**PROMPT**
Output all of the material exactly; leave out no line.

**RECORDS PROVIDED**
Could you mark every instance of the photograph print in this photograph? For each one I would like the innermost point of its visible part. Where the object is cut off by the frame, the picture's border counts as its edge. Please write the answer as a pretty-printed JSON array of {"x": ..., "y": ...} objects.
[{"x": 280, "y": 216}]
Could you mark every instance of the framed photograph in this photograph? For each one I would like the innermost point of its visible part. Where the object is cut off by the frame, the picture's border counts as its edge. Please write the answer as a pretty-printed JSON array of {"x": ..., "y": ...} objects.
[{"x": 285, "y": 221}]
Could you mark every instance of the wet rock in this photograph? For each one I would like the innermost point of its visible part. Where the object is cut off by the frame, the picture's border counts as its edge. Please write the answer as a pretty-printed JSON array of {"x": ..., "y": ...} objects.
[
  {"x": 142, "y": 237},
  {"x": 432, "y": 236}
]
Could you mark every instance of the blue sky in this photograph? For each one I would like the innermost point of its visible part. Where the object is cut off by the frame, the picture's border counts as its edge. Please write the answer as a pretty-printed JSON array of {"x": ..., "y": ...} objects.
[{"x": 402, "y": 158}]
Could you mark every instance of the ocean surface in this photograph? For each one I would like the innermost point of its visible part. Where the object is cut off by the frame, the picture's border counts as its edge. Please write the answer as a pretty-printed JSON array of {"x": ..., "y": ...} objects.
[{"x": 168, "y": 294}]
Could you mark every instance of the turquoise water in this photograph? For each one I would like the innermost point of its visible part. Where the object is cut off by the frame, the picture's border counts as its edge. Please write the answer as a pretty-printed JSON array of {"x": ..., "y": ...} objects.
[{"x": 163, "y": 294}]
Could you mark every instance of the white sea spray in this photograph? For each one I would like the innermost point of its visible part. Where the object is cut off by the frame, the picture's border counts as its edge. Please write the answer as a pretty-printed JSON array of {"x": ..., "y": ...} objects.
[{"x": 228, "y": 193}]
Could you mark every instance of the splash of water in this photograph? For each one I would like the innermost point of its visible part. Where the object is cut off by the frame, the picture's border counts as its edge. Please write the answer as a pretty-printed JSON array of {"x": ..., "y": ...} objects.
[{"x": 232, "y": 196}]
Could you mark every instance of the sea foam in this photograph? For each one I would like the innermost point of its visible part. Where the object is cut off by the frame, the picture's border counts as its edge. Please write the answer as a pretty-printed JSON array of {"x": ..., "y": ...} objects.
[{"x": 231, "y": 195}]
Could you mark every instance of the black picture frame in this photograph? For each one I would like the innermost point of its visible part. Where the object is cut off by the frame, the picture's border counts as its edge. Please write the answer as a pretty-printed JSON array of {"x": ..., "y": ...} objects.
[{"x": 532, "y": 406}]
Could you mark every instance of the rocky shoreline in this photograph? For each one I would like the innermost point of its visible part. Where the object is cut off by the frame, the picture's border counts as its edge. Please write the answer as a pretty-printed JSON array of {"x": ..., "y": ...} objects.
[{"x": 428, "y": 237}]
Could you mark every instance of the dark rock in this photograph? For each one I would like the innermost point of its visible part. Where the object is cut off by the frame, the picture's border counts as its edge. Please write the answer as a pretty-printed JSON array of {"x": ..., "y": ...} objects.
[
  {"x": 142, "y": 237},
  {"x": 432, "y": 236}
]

**RESULT OF THIS TASK**
Could you mark every instance of the photograph print in this photograph? For each one I would like the innermost point of its visible part. Where the object is cut off by the frame, the picture's border counts as its edge. Please write the answer as a pretty-printed JSON array of {"x": ..., "y": ...} objects.
[{"x": 280, "y": 216}]
Could you mark every instance of the framed photograph in this photograph? For each one I would like the innermost point of its visible part. Where the object is cut off by the frame, the picture's border counts as its edge. Please write the answer as a pretty-printed JSON array of {"x": ..., "y": ...} objects.
[{"x": 285, "y": 221}]
Could you mark every instance of the wet rock in this photograph? For each one I would like the innermost point of its visible part. Where the object is cut off by the frame, the picture's border counts as its edge. Please write the answer as a pretty-printed JSON array of {"x": ..., "y": ...} objects.
[
  {"x": 142, "y": 237},
  {"x": 432, "y": 236}
]
Could you mark every instance of the blue sky in this photograph? For each one I would like the innermost point of its visible part. Where the object is cut off by the frame, the picture's border counts as its edge. Please write the answer as a pretty-printed JSON array of {"x": ..., "y": ...} objects.
[{"x": 402, "y": 158}]
Could you mark every instance of the ocean surface in this photograph? For each one I would like the innermost point of its visible part. Where the object is cut off by the frame, the picture's border counts as its edge. Please write the answer as a pretty-printed JSON array of {"x": ..., "y": ...} objects.
[{"x": 168, "y": 294}]
Could you mark every instance of the turquoise water in this photograph? For each one I would like the innermost point of its visible part. Where the object is cut off by the frame, the picture's border counts as its edge. Please write the answer as a pretty-printed JSON array of {"x": ..., "y": ...} objects.
[{"x": 163, "y": 294}]
Could you mark every instance of the white sea spray in this photograph? For each one I would like the innermost point of its visible part. Where the object is cut off by the frame, the picture's border counts as its edge. Please write the answer as a pretty-printed JSON array of {"x": ..., "y": ...} objects.
[{"x": 228, "y": 193}]
Could you mark every instance of the splash of water in this photograph? For each one I would like the innermost point of its visible part. Where the object is cut off by the frame, the picture's border counts as its edge. Please write the answer as a pretty-printed JSON array of {"x": ..., "y": ...} objects.
[{"x": 232, "y": 196}]
Could you mark every instance of the sea foam in this photograph? For each one I would like the innermost point of its visible part. Where the object is cut off by the frame, the picture's border counts as its edge. Please write the answer as a pretty-printed JSON array of {"x": ..., "y": ...} objects.
[{"x": 231, "y": 195}]
Could you mark every instance of the black picture frame in this photograph? For each one I would like the innermost point of its visible part. Where the object is cut off by the frame, the picture's border counts as its edge. Please write the answer as a pretty-printed JSON array of {"x": ..., "y": ...} objects.
[{"x": 532, "y": 406}]
Could you mark every instance of the rocky shoreline in this photograph? For each one I would like the innermost point of its visible part. Where the object is cut off by the frame, the picture's border counts as its edge. Please write the answer as a pretty-printed JSON array of {"x": ..., "y": ...} objects.
[{"x": 428, "y": 237}]
Could you mark every instance of the dark rock in this photograph? For each one I would like the innermost point of its visible part. Where the object is cut off by the frame, the picture's border counts as its edge. Please write the answer as a pretty-printed JSON array of {"x": ..., "y": ...} objects.
[
  {"x": 142, "y": 237},
  {"x": 432, "y": 236}
]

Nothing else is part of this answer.